▶ [WHAT YOU NEED TO DO]: Return every line of the material below as a JSON list of strings, one string per line, leaving out any blank lines.

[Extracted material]
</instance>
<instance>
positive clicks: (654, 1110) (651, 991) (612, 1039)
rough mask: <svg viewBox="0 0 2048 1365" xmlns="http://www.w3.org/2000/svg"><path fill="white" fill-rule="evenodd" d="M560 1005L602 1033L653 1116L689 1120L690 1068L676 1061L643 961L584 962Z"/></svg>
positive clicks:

▶ [YOUR RESPONSE]:
[
  "</instance>",
  "<instance>",
  "positive clicks: (654, 1110) (651, 991) (612, 1039)",
  "rough mask: <svg viewBox=\"0 0 2048 1365\" xmlns=\"http://www.w3.org/2000/svg\"><path fill=\"white\" fill-rule=\"evenodd\" d=\"M560 1005L602 1033L653 1116L689 1120L690 1068L676 1061L643 961L584 962Z\"/></svg>",
  "positive clicks:"
]